Texto del documento >>
------------
Ahora Leonor se recorta en el carrito “afilada, fina, casi transparente […] con
su tez pálida y su belleza quebradiza, y sus manos exangües y la mirada
infantil, un poco asombrada, de sus ojos que miraban ya desde la profundidad de
sus ojeras”. Pero Antonio no pierde la esperanza. En una carta a su madre,
desahoga su sufrimiento pero lo reviste de nobleza: “siempre tenemos motivos
para sufrir; pero los únicos dolores que no denigran y que llevan su consuelo
en sí mismos, son los que pasamos por los demás”. Asimismo proyecta un viaje a
Madrid para que el prestigioso doctor Felipe Hauser atienda a su esposa. Pero
sobre todo, confía en la primavera y su milagro de vida. Como la de ese olmo
seco, hendido por el rayo y en su mitad podrido, del que, no obstante, con las
lluvias de abril y el sol de mayo, han brotado unas pocas hojas verdes. Antonio
escribe su poema el 4 de mayo de 1912. No hubo tal milagro. El 1 de agosto, a
las diez de la noche, la muerte cortó la gracia de la rama verdecida en el olmo
de la esperanza de Antonio Machado. Leonor es enterrada en el cementerio de El
Espino. Acababa de cumplir 18 años. Momentos antes, su cuerpo recibía las
exequias fúnebres en Santa María la Mayor, la misma iglesia donde casi tres
años atrás había contraído matrimonio con Antonio, la novia vestida con su
traje de seda negro y su velo blanco adornado con un ramo de azahar, el novio
de rigurosa etiqueta, ignorantes ambos, todavía, de que, a veces, la vida se
troncha antes de tiempo por el soplo inmisericorde de las sierras blancas.
------------
[Datos de localización de puntos]
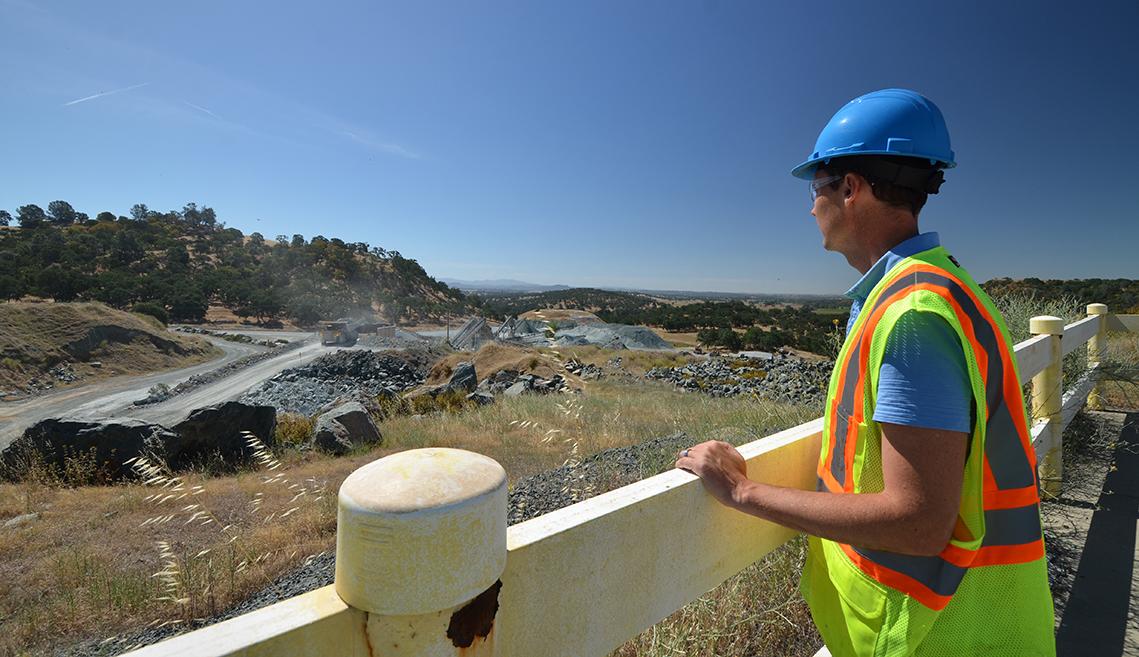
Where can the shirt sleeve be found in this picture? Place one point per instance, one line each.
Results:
(924, 380)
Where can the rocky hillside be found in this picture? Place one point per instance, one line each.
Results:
(43, 345)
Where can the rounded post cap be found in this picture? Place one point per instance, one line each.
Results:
(1046, 325)
(420, 531)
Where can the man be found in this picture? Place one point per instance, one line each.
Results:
(925, 532)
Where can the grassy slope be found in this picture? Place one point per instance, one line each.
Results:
(34, 337)
(62, 581)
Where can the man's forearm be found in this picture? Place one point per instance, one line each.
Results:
(870, 519)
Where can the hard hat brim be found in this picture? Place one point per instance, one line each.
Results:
(805, 171)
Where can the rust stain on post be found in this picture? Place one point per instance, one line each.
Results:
(474, 619)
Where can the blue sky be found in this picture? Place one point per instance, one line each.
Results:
(606, 144)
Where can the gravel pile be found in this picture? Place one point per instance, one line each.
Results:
(308, 388)
(162, 392)
(231, 337)
(401, 341)
(613, 336)
(784, 377)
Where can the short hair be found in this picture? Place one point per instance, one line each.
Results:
(902, 182)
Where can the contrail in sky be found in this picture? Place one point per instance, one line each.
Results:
(101, 93)
(199, 108)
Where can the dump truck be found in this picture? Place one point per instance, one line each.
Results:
(337, 333)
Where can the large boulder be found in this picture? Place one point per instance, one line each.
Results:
(216, 430)
(345, 427)
(106, 445)
(464, 378)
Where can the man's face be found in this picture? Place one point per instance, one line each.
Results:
(829, 211)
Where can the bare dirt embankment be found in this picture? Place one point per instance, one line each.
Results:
(48, 345)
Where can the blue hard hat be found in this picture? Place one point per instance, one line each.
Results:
(887, 122)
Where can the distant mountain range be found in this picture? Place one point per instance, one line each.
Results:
(513, 286)
(500, 285)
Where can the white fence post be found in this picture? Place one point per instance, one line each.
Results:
(1097, 351)
(420, 543)
(1047, 400)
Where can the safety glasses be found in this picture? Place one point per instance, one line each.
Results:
(817, 185)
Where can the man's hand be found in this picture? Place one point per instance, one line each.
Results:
(914, 515)
(719, 466)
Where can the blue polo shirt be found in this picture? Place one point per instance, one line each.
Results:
(924, 380)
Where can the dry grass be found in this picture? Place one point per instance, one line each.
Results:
(1120, 387)
(85, 569)
(493, 358)
(37, 336)
(632, 361)
(758, 612)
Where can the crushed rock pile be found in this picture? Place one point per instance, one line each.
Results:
(308, 388)
(612, 336)
(784, 378)
(402, 339)
(570, 333)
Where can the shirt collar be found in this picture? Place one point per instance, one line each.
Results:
(903, 249)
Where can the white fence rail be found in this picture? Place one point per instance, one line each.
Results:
(583, 580)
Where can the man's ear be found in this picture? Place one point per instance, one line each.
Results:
(852, 185)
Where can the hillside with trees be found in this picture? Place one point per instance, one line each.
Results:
(805, 323)
(185, 261)
(1120, 294)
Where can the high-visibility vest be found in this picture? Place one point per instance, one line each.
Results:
(986, 592)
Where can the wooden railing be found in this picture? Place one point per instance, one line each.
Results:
(429, 567)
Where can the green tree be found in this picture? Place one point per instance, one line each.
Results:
(31, 215)
(62, 213)
(11, 287)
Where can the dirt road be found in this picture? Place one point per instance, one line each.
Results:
(112, 397)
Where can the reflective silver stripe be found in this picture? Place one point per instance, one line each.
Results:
(1004, 450)
(1015, 526)
(934, 573)
(843, 413)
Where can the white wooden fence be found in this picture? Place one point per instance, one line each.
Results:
(418, 538)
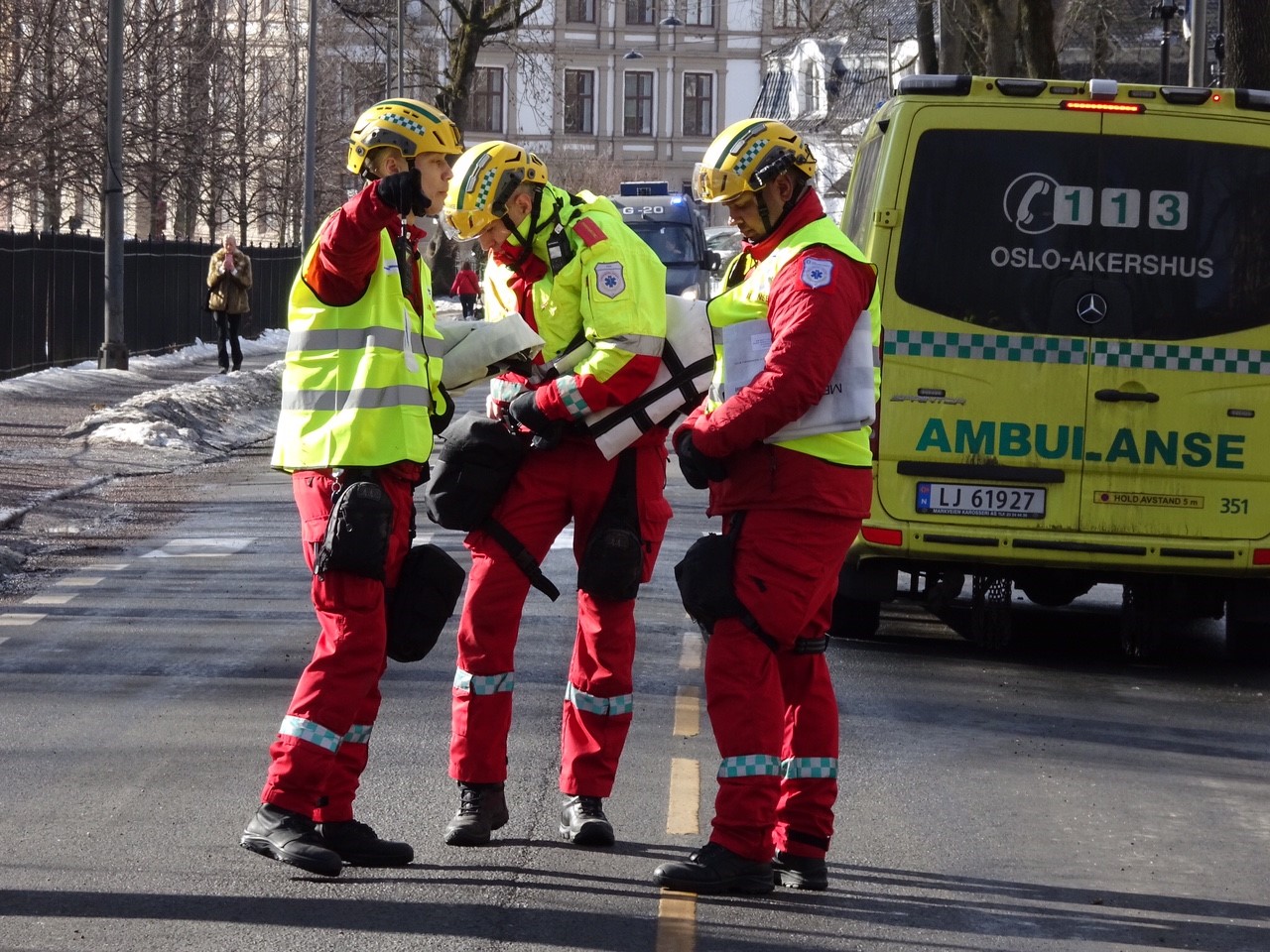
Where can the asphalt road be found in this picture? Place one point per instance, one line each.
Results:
(1049, 797)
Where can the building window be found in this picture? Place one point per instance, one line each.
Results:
(485, 113)
(793, 13)
(579, 10)
(698, 13)
(579, 102)
(639, 12)
(639, 104)
(698, 104)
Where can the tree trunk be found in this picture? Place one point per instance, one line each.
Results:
(1247, 44)
(1037, 31)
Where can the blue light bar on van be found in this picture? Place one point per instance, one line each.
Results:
(1083, 105)
(1252, 99)
(935, 85)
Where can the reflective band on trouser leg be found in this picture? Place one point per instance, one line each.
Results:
(810, 767)
(620, 705)
(310, 731)
(484, 683)
(749, 766)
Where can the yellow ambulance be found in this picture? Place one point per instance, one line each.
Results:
(1075, 293)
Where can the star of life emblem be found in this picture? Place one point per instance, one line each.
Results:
(610, 280)
(817, 272)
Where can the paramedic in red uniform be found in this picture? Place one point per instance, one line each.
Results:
(358, 391)
(799, 503)
(579, 277)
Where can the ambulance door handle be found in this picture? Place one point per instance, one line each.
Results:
(1114, 397)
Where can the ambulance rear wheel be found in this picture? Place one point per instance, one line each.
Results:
(855, 617)
(989, 611)
(1247, 629)
(1142, 619)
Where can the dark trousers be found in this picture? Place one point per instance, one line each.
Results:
(226, 339)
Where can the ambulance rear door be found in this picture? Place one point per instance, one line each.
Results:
(1174, 285)
(984, 365)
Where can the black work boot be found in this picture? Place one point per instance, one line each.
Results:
(481, 809)
(715, 869)
(357, 844)
(801, 873)
(290, 838)
(583, 823)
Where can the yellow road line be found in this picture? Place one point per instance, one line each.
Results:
(676, 921)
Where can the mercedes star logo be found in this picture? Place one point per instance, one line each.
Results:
(1091, 308)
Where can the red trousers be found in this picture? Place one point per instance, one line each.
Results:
(321, 747)
(775, 715)
(552, 488)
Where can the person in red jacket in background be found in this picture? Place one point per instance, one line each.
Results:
(792, 504)
(466, 286)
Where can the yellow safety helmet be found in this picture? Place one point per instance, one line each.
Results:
(485, 177)
(409, 125)
(746, 157)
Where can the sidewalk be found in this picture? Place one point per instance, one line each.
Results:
(86, 462)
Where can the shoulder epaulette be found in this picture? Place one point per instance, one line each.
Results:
(588, 231)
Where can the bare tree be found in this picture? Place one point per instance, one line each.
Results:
(1247, 32)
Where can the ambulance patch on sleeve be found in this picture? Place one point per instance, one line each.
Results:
(817, 272)
(610, 280)
(588, 231)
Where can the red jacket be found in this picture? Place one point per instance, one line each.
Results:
(348, 249)
(465, 284)
(808, 336)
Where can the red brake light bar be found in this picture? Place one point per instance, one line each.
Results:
(1083, 105)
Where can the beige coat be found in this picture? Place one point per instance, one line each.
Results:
(229, 289)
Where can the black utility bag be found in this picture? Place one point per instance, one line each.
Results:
(422, 603)
(474, 470)
(612, 563)
(357, 530)
(705, 578)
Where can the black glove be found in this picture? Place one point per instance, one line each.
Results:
(698, 468)
(524, 412)
(402, 191)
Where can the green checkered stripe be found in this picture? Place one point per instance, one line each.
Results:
(748, 157)
(798, 769)
(571, 398)
(484, 683)
(590, 703)
(1014, 348)
(749, 766)
(358, 734)
(404, 121)
(310, 731)
(1178, 357)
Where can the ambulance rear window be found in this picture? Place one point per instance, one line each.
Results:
(1093, 235)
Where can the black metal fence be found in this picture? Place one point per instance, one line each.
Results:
(53, 296)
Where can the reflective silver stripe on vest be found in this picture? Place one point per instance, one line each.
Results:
(358, 734)
(751, 766)
(310, 731)
(642, 344)
(353, 339)
(365, 399)
(484, 683)
(590, 703)
(810, 767)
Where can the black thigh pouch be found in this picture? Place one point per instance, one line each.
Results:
(357, 532)
(705, 579)
(612, 563)
(422, 602)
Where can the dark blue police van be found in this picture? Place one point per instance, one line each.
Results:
(674, 227)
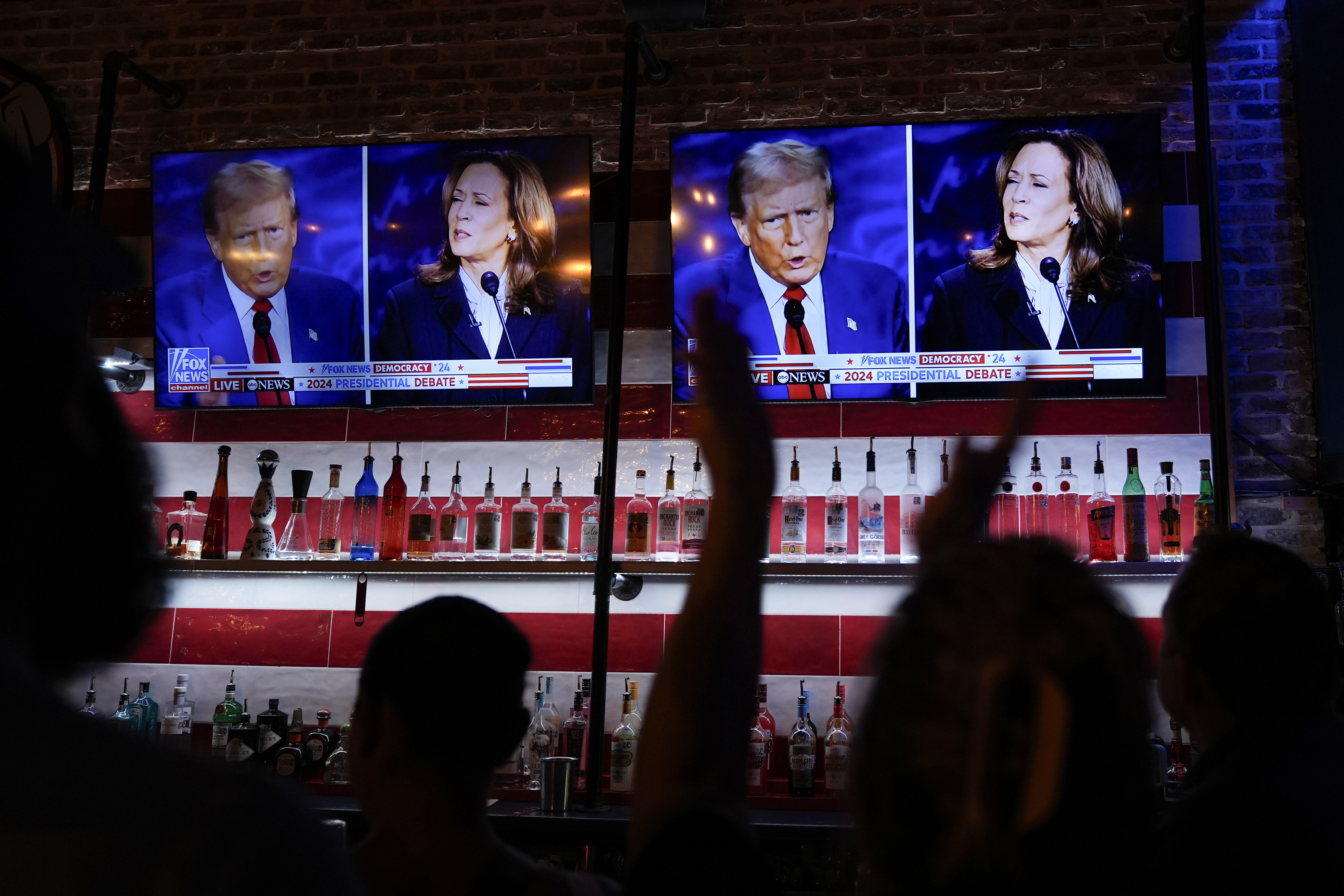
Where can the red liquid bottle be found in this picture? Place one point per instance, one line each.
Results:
(394, 512)
(214, 545)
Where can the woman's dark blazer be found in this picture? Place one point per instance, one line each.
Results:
(433, 322)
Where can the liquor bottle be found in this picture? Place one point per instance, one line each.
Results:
(836, 542)
(453, 542)
(1135, 503)
(838, 750)
(1101, 516)
(695, 515)
(214, 543)
(1070, 514)
(421, 542)
(668, 545)
(794, 518)
(271, 731)
(363, 531)
(803, 753)
(186, 530)
(393, 540)
(1035, 499)
(490, 520)
(873, 538)
(912, 508)
(296, 543)
(624, 745)
(556, 523)
(638, 514)
(228, 712)
(1167, 491)
(590, 523)
(329, 520)
(523, 530)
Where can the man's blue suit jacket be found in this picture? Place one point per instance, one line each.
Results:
------------
Enunciado del ejercicio >>
Enumera todos los lugares designados con nombre propio en el texto sobre Leonor y Antonio Machado. Para resolver este ejercicio no hace falta consultar los datos.

Respuesta del ejercicio >>
Madrid, el cementerio de El Espino y Santa María la Mayor.